=== PASSAGE CITÉ ===

LA CAPITALE EST EN RÉVOLTE



PARIS, 1851


Le 2 décembre 1851, le missionnaire Curtis Bolton, qui a une chambre chez une famille de convertis, les Squires, est chez lui occupé avec Louis Bertrand, un converti baptisé un an plus tôt, à la correction de la traduction du Livre de Mormon. C'est alors que le boulanger des Squires entre dans la pièce en annonçant que le peuple de Paris dresse des barricades. La capitale est en révolte. Louis Bertrand devient pâle et tremble. C'est que le boulanger apporte de mauvaises nouvelles : Louis Bonaparte a pénétré dans l'Assemblée Nationale, chassant les parlementaires et a pris possession de l'édifice. De nombreux députés sont arrêtés et jetés en prison. D'autres ont pu s'assembler ailleurs, décrétant le prince-président hors-la-loi ; cela signifie que n'importe qui a le droit de le tuer.

===

## [OBJECTIF 1]
Pour chacune des affirmations suivantes, indiquez si elle concorde avec le passage cité en répondant par oui ou par non, puis citez à l'identique les mots du passage qui tranchent.
(a) Louis Bertrand avait reçu le baptême un an avant le 2 décembre 1851.
(b) C'est le boulanger des Squires qui apporte la nouvelle des barricades.
(c) Tous les députés ont été arrêtés et emprisonnés.

=== DONNÉES DISPONIBLES ===

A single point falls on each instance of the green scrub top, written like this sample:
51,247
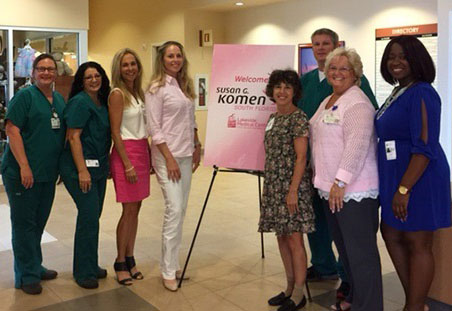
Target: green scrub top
31,112
82,113
314,92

===

## [OBJECTIF 2]
Imprimez à l'identique l'ensemble des enregistrements ci-dessus, sans en omettre aucune ligne. Laissez les images de côté.

## [RÉSULTAT ATTENDU 1]
(a) Oui : « un converti baptisé un an plus tôt ».
(b) Oui : « le boulanger des Squires entre dans la pièce en annonçant que le peuple de Paris dresse des barricades ».
(c) Non : « De nombreux députés sont arrêtés et jetés en prison. D'autres ont pu s'assembler ailleurs ».

## [RÉSULTAT ATTENDU 2]
A single point falls on each instance of the green scrub top, written like this sample:
51,247
Target: green scrub top
31,112
82,113
314,92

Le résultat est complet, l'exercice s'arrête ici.